- **REQUIRED TASK**: Could you copy out, word for word, the stretch of the items below from the line containing "Question. Identify every instance of the sandy" through the final line of the items, both ends included?
=== STORED RECORDS ===
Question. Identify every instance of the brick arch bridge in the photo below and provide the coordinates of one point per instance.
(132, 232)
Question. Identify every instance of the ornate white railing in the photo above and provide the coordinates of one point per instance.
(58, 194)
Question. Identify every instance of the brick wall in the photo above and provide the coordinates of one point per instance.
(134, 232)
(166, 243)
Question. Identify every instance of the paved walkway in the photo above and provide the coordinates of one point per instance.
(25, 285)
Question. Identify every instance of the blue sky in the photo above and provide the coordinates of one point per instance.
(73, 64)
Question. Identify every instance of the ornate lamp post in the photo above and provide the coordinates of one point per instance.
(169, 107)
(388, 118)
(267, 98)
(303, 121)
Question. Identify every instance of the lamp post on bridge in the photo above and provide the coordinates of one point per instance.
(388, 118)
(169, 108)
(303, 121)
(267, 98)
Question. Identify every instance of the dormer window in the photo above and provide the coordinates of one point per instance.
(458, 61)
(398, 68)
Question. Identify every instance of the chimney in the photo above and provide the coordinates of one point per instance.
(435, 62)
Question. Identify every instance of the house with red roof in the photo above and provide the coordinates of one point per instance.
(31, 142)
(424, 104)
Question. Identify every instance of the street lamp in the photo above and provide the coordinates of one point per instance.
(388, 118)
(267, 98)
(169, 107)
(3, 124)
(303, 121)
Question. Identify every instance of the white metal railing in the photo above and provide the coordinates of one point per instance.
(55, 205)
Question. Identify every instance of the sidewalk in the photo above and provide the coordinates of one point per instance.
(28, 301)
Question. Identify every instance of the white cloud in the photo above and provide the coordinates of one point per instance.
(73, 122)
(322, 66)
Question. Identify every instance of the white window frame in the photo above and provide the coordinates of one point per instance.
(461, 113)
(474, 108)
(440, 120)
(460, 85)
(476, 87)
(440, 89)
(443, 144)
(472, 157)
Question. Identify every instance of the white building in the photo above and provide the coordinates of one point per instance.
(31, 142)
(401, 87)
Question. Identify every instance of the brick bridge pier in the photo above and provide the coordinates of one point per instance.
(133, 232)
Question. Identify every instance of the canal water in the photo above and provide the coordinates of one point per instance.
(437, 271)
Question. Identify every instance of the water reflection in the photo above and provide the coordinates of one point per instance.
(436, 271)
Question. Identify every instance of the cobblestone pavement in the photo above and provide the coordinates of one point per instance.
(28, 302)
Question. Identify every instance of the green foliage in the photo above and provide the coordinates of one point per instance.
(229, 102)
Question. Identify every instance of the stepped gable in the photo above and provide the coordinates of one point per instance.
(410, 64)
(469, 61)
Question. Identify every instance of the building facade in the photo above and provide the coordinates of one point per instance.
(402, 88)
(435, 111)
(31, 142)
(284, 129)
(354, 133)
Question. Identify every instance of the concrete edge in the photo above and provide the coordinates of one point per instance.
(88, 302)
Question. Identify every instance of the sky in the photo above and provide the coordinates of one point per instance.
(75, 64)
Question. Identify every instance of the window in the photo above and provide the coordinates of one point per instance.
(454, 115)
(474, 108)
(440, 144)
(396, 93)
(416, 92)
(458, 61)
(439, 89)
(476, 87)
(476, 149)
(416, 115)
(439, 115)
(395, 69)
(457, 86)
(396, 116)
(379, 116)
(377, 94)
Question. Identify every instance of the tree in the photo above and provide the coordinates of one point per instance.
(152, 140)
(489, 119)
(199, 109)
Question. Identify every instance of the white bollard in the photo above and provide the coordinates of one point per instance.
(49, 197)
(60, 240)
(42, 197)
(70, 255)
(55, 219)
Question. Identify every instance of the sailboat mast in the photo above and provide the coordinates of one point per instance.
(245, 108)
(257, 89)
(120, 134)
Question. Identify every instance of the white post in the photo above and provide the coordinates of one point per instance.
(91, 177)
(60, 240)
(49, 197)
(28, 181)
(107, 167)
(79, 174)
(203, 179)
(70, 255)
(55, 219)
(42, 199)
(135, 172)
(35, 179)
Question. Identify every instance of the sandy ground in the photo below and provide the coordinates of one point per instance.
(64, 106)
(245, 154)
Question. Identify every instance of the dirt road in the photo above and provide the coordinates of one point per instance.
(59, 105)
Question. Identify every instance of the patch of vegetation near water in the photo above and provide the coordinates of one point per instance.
===
- **RESULT**:
Question. Identify every instance of the sandy ground in the photo below and provide the coordinates of one point per instance.
(64, 106)
(245, 154)
Question. Identify every instance of the dirt road in the photo above and provide the coordinates of one point per instance.
(59, 105)
Question. Identify every instance of the patch of vegetation near water in the photo above and provide the coordinates of one point per instance.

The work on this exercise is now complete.